Task prompt> Rescale everything from the start of the entries down to the line containing "point(82, 829)", both included, by repeating each line with the requests and multiplying only the point coordinates in the answers by 1.85, rounded to whole numbers with halves going up. Leave the pictures out.

Data to use>
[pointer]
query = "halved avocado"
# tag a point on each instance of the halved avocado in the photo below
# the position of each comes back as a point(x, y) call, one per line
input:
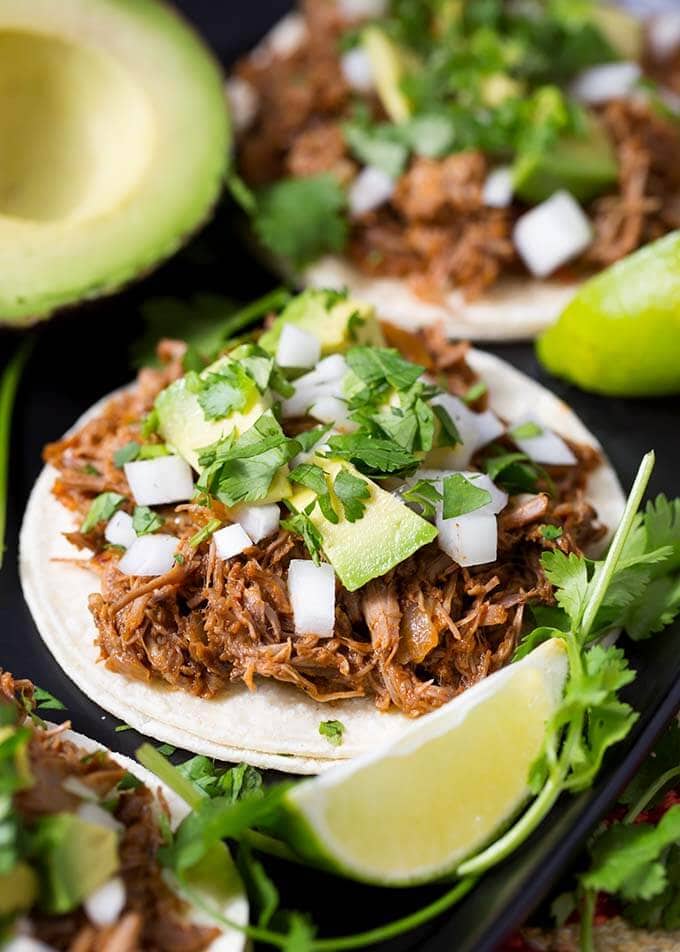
point(115, 139)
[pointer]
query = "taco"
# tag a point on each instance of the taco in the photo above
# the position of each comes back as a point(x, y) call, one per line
point(362, 543)
point(464, 162)
point(82, 829)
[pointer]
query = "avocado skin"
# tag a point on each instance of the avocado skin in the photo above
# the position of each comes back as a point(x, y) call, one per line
point(74, 858)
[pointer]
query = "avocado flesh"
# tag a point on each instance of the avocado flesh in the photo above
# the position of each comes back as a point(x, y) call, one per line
point(75, 859)
point(584, 166)
point(18, 890)
point(115, 140)
point(387, 533)
point(330, 322)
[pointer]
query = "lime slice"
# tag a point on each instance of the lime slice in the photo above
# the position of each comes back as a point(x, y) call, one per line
point(620, 334)
point(412, 811)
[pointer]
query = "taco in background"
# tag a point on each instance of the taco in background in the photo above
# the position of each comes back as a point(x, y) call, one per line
point(81, 833)
point(464, 162)
point(362, 543)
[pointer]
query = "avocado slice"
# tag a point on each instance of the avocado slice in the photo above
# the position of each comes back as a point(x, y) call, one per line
point(336, 321)
point(74, 857)
point(182, 421)
point(115, 143)
point(584, 165)
point(18, 890)
point(387, 533)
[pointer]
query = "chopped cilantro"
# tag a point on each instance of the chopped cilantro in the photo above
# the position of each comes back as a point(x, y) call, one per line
point(46, 701)
point(301, 219)
point(332, 731)
point(101, 510)
point(462, 496)
point(352, 491)
point(125, 454)
point(145, 520)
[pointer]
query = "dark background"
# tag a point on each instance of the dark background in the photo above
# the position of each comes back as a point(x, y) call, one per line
point(85, 353)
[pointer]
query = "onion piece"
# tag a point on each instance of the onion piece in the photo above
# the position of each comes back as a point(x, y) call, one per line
point(663, 32)
point(98, 816)
point(104, 905)
point(371, 188)
point(154, 482)
point(547, 447)
point(599, 84)
point(297, 348)
point(119, 530)
point(149, 555)
point(471, 539)
point(231, 541)
point(357, 69)
point(258, 521)
point(498, 188)
point(552, 233)
point(311, 589)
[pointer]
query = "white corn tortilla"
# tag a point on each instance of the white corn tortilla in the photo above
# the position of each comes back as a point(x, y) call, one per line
point(233, 906)
point(276, 726)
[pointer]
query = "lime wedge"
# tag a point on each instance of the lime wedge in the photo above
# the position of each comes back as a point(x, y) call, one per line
point(412, 811)
point(620, 334)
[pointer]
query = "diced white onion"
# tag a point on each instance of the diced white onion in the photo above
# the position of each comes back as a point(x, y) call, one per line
point(79, 789)
point(547, 448)
point(489, 427)
point(663, 32)
point(471, 539)
point(311, 589)
point(599, 84)
point(231, 541)
point(243, 102)
point(97, 816)
point(497, 189)
point(154, 482)
point(297, 348)
point(371, 188)
point(258, 521)
point(149, 555)
point(332, 410)
point(357, 69)
point(362, 9)
point(552, 233)
point(119, 530)
point(104, 905)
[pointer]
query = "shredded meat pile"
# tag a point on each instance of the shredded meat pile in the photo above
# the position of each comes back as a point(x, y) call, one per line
point(154, 917)
point(436, 232)
point(411, 640)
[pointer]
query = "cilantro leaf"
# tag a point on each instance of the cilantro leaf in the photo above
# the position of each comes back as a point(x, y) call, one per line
point(301, 219)
point(462, 496)
point(101, 510)
point(351, 491)
point(145, 520)
point(332, 731)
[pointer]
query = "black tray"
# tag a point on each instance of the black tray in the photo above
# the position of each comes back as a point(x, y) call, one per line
point(84, 354)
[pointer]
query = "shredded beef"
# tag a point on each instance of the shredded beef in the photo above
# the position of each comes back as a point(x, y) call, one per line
point(436, 233)
point(410, 641)
point(154, 917)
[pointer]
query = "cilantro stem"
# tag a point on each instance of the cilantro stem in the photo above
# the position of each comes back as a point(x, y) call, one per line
point(618, 542)
point(650, 793)
point(8, 388)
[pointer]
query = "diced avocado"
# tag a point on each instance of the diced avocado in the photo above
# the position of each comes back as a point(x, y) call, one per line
point(18, 890)
point(389, 65)
point(182, 421)
point(337, 322)
point(585, 166)
point(386, 534)
point(624, 31)
point(75, 858)
point(98, 189)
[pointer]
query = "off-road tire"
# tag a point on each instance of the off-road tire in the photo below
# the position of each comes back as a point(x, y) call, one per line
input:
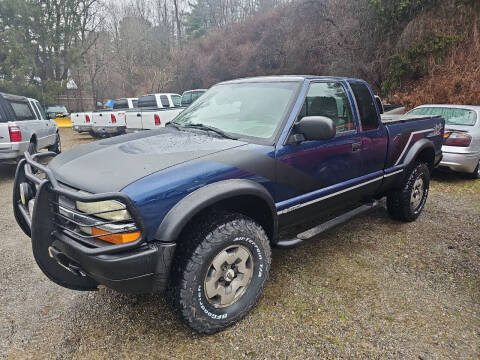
point(197, 248)
point(57, 147)
point(399, 201)
point(32, 147)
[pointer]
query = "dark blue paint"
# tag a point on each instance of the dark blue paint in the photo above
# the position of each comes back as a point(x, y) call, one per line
point(331, 165)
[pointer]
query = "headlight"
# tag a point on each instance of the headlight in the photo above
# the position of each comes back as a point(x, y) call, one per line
point(108, 209)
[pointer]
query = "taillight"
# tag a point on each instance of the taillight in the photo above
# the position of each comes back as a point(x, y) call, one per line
point(15, 133)
point(457, 139)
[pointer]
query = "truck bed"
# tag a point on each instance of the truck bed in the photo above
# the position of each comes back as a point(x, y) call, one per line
point(392, 119)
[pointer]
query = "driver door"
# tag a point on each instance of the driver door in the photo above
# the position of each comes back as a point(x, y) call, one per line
point(314, 170)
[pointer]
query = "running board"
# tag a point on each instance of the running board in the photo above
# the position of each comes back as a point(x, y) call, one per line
point(311, 233)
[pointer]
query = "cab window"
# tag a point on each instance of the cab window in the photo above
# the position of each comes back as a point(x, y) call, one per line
point(22, 110)
point(164, 101)
point(177, 100)
point(329, 99)
point(366, 106)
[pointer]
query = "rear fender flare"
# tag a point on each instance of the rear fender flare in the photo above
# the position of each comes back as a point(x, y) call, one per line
point(176, 219)
point(416, 149)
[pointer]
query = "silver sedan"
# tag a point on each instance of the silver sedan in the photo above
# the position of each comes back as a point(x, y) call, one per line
point(461, 145)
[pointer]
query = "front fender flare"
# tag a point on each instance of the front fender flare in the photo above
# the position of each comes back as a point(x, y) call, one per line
point(178, 216)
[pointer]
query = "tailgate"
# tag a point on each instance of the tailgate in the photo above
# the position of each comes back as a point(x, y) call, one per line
point(77, 119)
point(120, 116)
point(165, 116)
point(134, 119)
point(101, 118)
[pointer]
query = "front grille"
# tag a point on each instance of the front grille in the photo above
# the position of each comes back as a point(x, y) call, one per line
point(66, 222)
point(75, 224)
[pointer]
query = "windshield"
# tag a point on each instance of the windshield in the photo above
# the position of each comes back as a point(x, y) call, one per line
point(247, 109)
point(177, 100)
point(452, 116)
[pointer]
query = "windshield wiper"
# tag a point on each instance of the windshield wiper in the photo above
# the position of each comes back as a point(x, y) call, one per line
point(209, 128)
point(172, 124)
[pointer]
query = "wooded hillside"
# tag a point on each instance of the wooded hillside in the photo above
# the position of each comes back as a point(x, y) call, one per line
point(411, 51)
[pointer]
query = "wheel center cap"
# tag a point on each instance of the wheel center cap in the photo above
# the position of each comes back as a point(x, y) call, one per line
point(229, 275)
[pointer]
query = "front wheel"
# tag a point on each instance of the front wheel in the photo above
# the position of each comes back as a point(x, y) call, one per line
point(220, 272)
point(407, 203)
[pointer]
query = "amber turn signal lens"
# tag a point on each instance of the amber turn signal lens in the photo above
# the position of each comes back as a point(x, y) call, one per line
point(120, 238)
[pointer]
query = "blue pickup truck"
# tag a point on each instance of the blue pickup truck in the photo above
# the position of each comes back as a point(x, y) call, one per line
point(195, 207)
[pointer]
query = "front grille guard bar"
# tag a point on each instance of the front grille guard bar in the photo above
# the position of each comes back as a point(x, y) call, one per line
point(30, 164)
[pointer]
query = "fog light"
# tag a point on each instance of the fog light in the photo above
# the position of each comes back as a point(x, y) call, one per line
point(25, 193)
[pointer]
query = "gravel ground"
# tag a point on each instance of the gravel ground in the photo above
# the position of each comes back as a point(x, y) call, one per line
point(371, 288)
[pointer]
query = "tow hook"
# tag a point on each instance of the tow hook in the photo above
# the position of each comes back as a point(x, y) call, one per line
point(64, 262)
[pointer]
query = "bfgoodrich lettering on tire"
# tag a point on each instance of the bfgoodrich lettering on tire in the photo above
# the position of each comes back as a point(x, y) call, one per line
point(220, 271)
point(407, 203)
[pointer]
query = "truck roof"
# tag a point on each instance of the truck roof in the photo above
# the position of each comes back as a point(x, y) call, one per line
point(161, 94)
point(284, 78)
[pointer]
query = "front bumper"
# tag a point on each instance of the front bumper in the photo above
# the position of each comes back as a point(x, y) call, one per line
point(461, 162)
point(137, 267)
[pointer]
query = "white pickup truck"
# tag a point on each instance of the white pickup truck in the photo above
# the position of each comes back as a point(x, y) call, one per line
point(154, 111)
point(82, 122)
point(112, 122)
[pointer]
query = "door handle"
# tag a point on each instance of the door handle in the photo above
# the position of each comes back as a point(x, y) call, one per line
point(356, 147)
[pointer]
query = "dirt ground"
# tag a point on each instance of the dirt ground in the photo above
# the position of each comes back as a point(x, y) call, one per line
point(371, 288)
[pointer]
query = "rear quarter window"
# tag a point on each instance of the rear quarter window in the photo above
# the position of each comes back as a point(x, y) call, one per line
point(164, 101)
point(120, 104)
point(177, 100)
point(147, 101)
point(366, 106)
point(22, 110)
point(34, 107)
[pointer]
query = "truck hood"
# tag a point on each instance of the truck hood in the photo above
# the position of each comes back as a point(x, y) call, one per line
point(112, 164)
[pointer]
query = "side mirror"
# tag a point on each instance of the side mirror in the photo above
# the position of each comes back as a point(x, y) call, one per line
point(316, 128)
point(379, 104)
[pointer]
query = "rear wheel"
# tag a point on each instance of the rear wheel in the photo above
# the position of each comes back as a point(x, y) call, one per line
point(32, 147)
point(476, 172)
point(407, 203)
point(220, 271)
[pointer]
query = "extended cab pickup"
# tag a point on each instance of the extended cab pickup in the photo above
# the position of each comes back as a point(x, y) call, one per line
point(113, 122)
point(24, 126)
point(154, 111)
point(196, 206)
point(82, 122)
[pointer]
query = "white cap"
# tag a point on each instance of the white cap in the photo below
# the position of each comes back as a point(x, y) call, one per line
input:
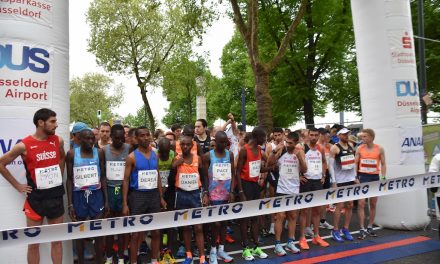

Expected answer>
[pointer]
query = "halved avocado"
# tag a point on each instance of the halved avocado in the photo below
# the position of each comes back as a point(x, y) call, one per line
input:
point(213, 257)
[pointer]
query = "taco"
# tag a point on each instance of the taco in the photo above
# the position of each comes back as a point(x, y) call, one per line
point(670, 1005)
point(858, 300)
point(152, 1534)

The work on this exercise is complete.